▸ What is being asked:
Determine the number of lines in the listing that include the string "part"; the reply consists of that number only.

◇ ◇ ◇ ◇ ◇ ◇ ◇

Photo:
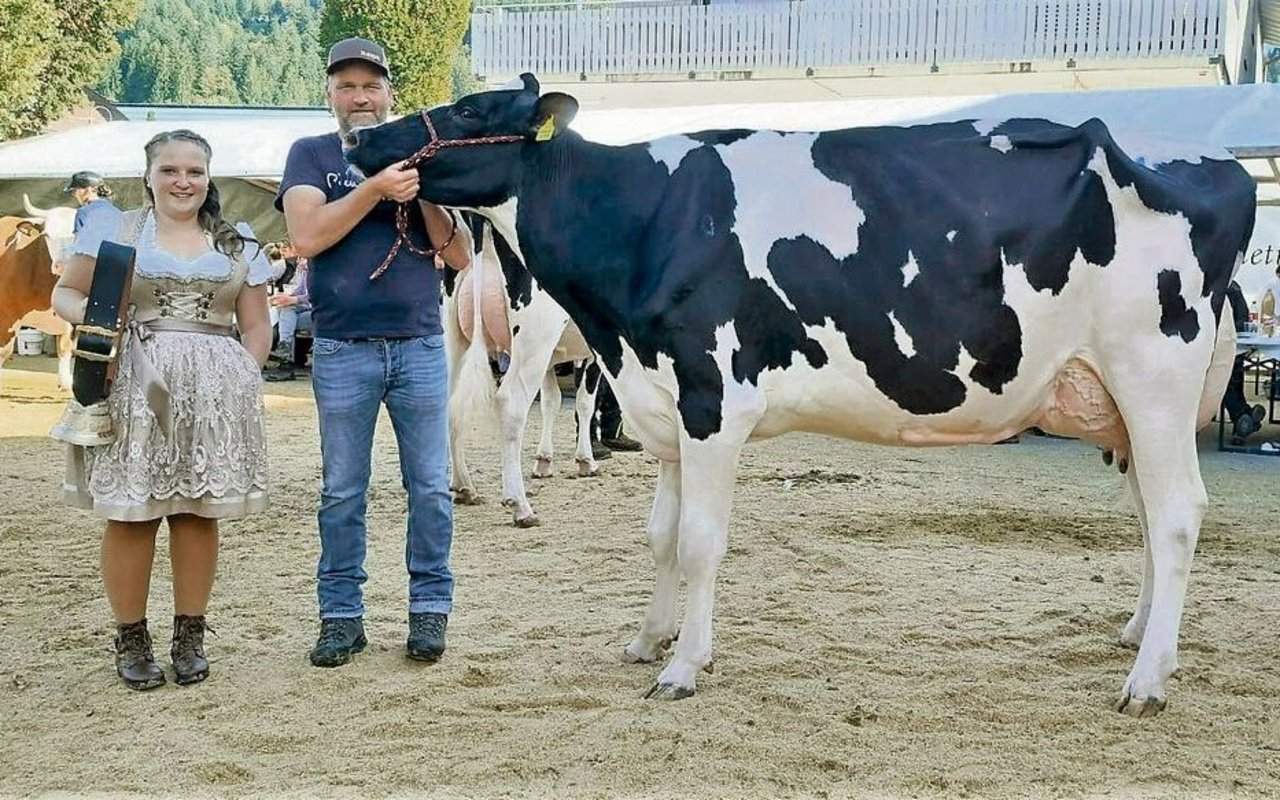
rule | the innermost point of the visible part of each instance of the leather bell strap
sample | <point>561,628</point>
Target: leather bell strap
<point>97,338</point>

◇ ◇ ◇ ◇ ◇ ◇ ◇

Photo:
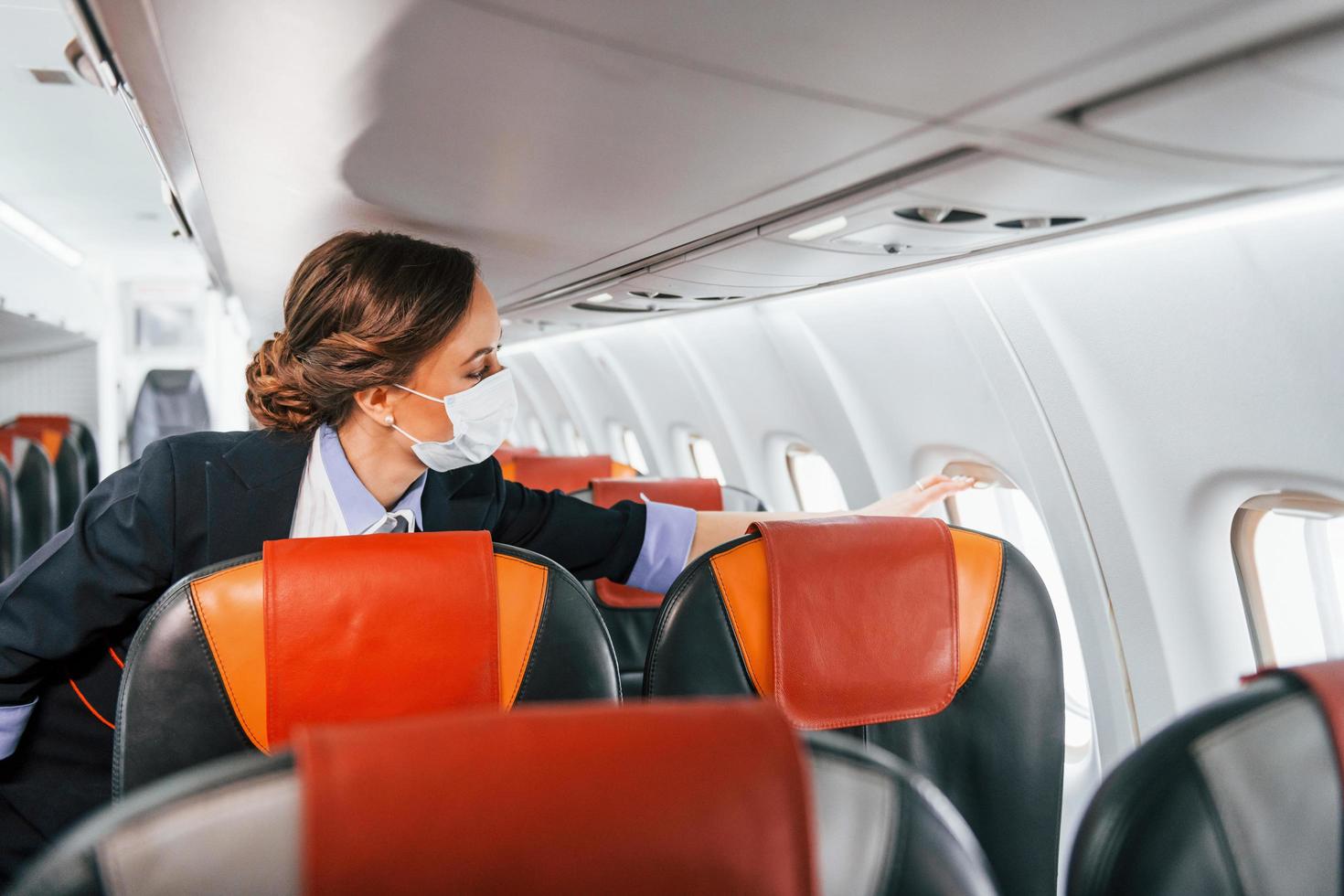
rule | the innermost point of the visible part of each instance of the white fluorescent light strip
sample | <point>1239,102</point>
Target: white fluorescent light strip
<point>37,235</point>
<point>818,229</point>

◇ ◇ ◇ ◇ ◇ ◇ ◇

▸ Output below:
2